*** Dataset records

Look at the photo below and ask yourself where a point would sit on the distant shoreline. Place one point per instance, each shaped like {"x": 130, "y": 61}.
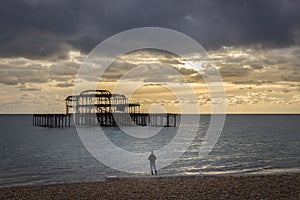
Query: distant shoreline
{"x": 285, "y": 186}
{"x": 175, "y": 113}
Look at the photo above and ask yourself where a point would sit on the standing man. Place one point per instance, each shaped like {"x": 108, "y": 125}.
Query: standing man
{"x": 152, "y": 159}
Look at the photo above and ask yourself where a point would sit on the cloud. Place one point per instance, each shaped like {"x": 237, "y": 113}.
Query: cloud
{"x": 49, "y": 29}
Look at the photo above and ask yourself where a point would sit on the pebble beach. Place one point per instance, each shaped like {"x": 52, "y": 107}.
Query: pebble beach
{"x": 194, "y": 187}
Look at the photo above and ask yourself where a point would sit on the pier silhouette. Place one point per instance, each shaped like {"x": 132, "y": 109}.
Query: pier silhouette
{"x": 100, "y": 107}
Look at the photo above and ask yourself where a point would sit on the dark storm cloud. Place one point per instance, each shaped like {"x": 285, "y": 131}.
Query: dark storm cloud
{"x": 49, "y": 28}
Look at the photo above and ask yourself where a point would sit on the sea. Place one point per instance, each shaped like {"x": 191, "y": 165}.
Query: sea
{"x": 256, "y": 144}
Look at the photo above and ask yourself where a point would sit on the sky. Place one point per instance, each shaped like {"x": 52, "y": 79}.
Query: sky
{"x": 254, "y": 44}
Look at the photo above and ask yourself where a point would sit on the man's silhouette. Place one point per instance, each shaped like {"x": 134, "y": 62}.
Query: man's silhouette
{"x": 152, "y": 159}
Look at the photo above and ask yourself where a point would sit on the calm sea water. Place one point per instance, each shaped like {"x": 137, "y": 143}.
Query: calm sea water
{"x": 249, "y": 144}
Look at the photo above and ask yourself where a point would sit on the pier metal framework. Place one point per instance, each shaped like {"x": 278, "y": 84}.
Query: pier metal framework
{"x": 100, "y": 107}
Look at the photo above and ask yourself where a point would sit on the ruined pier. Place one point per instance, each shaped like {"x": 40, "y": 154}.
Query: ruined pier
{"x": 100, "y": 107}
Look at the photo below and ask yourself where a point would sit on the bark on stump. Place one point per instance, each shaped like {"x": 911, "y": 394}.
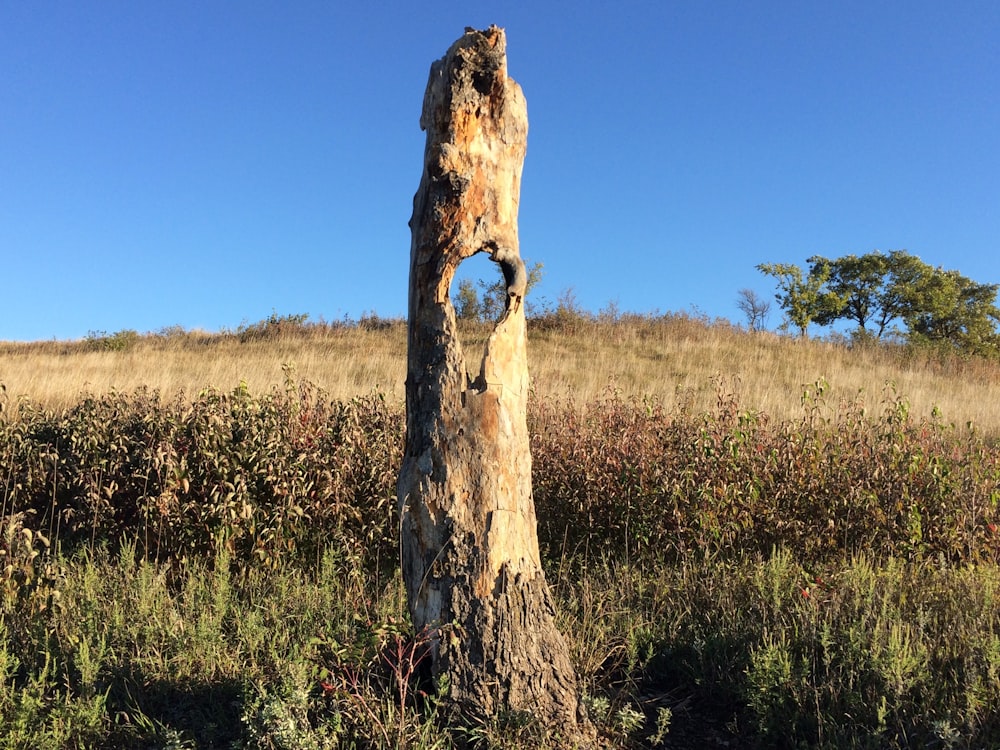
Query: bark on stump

******

## Problem description
Retype the entries word for word. Omit any images.

## Full response
Look at the photo below and ask yourself where a point would sit on the distant shoreline. Place one point per instance, each shaped like {"x": 130, "y": 61}.
Query: distant shoreline
{"x": 285, "y": 186}
{"x": 175, "y": 113}
Look at the photo above and ask yourself where a point would sit on the standing man. Place one point per instance, each shaped like {"x": 108, "y": 125}.
Query: standing man
{"x": 152, "y": 159}
Look at the photo above and ask yourself where a point would sit on the cloud. Place one point per instance, each shaped like {"x": 237, "y": 113}.
Query: cloud
{"x": 49, "y": 29}
Look at the photo above and ask yourself where a point would sit on the pebble beach. Place one point per instance, each shaped like {"x": 52, "y": 107}.
Query: pebble beach
{"x": 194, "y": 187}
Look at the photo above and ask yourself where a point would sit on the pier silhouette. Place one point per instance, each shaped like {"x": 132, "y": 109}.
Query: pier silhouette
{"x": 100, "y": 107}
Look at the photo above and ask yourself where a point would sit on the dark storm cloud. Place one point per instance, each shaped like {"x": 285, "y": 131}.
Query: dark storm cloud
{"x": 49, "y": 28}
Look at the photo above and ask yourself where a point would sit on the sea. Place one point per instance, each shaped like {"x": 191, "y": 165}.
Query: sea
{"x": 256, "y": 144}
Look at the photo above and ask yourself where a point would sit on the sky. Place one point per instance, each shaped like {"x": 52, "y": 79}.
Query: sky
{"x": 254, "y": 44}
Look at the photo above and ask yourself where a point would sit on the man's silhouette. Place one point per instance, each shaped like {"x": 134, "y": 62}.
Query: man's silhouette
{"x": 152, "y": 159}
Look at the photo above and ask yourself where a point would sit on the calm sea water. Place one point per instance, each shaped like {"x": 137, "y": 143}.
Query: calm sea water
{"x": 249, "y": 144}
Look at the photo above and ask yourself where a point would sit on the pier metal framework. Place one point per instance, each shaped like {"x": 278, "y": 84}.
Query: pier metal framework
{"x": 100, "y": 107}
Look at the photo above and ask yourself where a point would sit on the ruined pier. Place one point per instance, each shaped like {"x": 40, "y": 154}.
Query: ruined pier
{"x": 100, "y": 107}
Look at the photo below and ask yourself where a point would sit on the bark on stump. Place one point per instance, each shaped like {"x": 911, "y": 394}.
Query: bark on stump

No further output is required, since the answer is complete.